KEGIATAN » Lanjutkan teks tentang lembaga ALAM BAHASA INDONESIA dan kegiatan sosialnya, dimulai dari kalimat sesudah kalimat terakhir teks itu.

CUPLIKAN DOKUMEN »
┌──
Pada tahun 1995 kami mulai mendirikan lembaga pengajaran bahasa Indonesia untuk orang asing di Yogyakarta yang sekarang dikenal dengan nama ALAM BAHASA INDONESIA
Pada saat itu juga kami sudah mulai melakukan kegiatan sosial dengan pemberian beasiswa kepada murid-murid SD, SMP dan SMU/SMK sebagai bentuk kebersamaan sekaligus tanggung jawab sosial kami terhadap mereka yang membutuhkan, terutama terhadap masa depan para siswa. Apa yang kami berikan memang tidak banyak tetapi kami percaya bahwa hal itu bisa membahagiakan dan membantu mereka disaat-saat yang sangat penting dalam hidup mereka. Kami juga mengupayakan beberapa sekolah tetap berdiri ketika mereka dihadapkan pada kesulitan keuangan dengan membantu biaya operasional sekolah selama beberapa tahun.
└──
Entri dari sebuah koleksi »
┌──
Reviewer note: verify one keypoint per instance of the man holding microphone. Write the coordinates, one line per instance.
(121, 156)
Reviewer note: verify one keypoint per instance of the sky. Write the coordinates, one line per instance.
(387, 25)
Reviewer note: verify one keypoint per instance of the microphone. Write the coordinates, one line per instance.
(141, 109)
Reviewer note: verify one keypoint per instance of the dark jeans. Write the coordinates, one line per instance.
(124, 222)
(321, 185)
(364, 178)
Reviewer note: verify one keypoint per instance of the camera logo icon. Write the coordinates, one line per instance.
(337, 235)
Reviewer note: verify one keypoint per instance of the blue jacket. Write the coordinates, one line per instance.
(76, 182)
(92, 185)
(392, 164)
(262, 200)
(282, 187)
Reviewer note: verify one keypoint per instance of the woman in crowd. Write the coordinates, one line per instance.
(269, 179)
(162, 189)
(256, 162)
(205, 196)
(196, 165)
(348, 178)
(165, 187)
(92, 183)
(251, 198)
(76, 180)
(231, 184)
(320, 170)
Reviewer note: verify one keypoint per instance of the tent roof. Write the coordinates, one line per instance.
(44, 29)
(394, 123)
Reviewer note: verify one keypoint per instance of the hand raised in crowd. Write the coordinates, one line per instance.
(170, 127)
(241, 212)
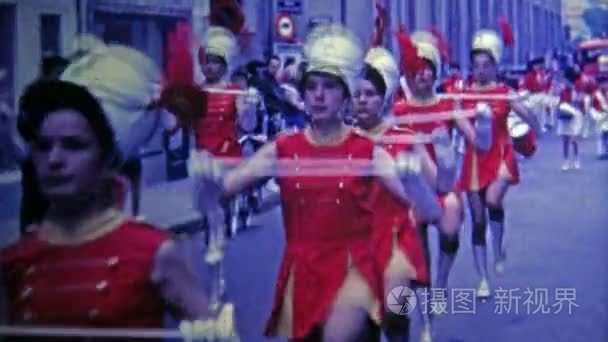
└──
JAWABAN SOAL »
Seiring waktu yang berjalan, kegiatan kami terus berkembang. Dengan terjadinya gempa bumi di Bantul, Yogyakarta pada tahun 2006, kami dan beberapa pihak yang sependangan dengan kami membantu para korban dengan memberikan obat-obatan, bahan makanan, tenda, bahan bangunan, uang. Selama 1 bulan penuh kami terlibat secara psikologis mengembalikan semangat hidup bersama. Keringat kami bercampur dengan air mata mereka berubah menjadi air yang memberikan kehidupan, air yang menyemangati.
Dan pada saatnya, kami sekarang merasa bahwa kebersamaan ini harus diwujudkan secara lebih nyata dan terorganisasi dengan membentuk satu wadah dengan nama SWALOKA PEDULI. Harapan yang ada dengan terwujudnya divisi ini sebagai bagian dari KSU SWALOKA adalah kami lebih bisa mewujudkan rasa kebersamaan secara tulus dan didasari oleh rasa cinta kepada sesama.